>> Begin PROVIDED ENTRIES

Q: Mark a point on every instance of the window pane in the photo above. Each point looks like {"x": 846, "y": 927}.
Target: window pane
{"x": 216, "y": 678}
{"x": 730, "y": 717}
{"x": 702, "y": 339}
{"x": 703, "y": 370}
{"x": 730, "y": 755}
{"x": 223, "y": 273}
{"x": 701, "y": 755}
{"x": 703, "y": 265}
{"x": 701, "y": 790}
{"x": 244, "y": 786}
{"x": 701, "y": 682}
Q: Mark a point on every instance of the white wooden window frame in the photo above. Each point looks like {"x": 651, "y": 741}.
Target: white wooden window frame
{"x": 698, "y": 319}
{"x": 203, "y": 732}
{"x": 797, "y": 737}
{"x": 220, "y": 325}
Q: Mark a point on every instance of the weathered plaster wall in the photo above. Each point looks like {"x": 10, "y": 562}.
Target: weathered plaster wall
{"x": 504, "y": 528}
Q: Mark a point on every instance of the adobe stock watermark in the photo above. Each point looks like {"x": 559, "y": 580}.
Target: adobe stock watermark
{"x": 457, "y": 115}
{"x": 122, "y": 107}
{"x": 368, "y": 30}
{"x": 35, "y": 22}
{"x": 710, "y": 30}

>> End PROVIDED ENTRIES

*TASK*
Return every line of the records above without any changes.

*PROBLEM SOLUTION*
Q: Mark a point on every instance of the window pane in the photo above. Each point looks like {"x": 846, "y": 927}.
Target: window pane
{"x": 216, "y": 678}
{"x": 730, "y": 717}
{"x": 702, "y": 339}
{"x": 703, "y": 370}
{"x": 730, "y": 755}
{"x": 223, "y": 273}
{"x": 701, "y": 755}
{"x": 703, "y": 265}
{"x": 701, "y": 790}
{"x": 244, "y": 786}
{"x": 701, "y": 682}
Q: Mark a point on every instance of the white wooden window frame in the photo above. Each point looks like {"x": 651, "y": 741}.
Target: white wooden window frame
{"x": 698, "y": 319}
{"x": 203, "y": 732}
{"x": 797, "y": 737}
{"x": 220, "y": 325}
Q: Mark a point on every instance of the weathered plaster wall in the photo above. Each point looks like {"x": 10, "y": 562}.
Target: weathered plaster wall
{"x": 504, "y": 528}
Q: Mark a point on every instance of the adobe stock watermark in the photo above. Each point looks like {"x": 559, "y": 580}.
Target: adobe stock watermark
{"x": 457, "y": 115}
{"x": 122, "y": 107}
{"x": 368, "y": 30}
{"x": 35, "y": 22}
{"x": 710, "y": 30}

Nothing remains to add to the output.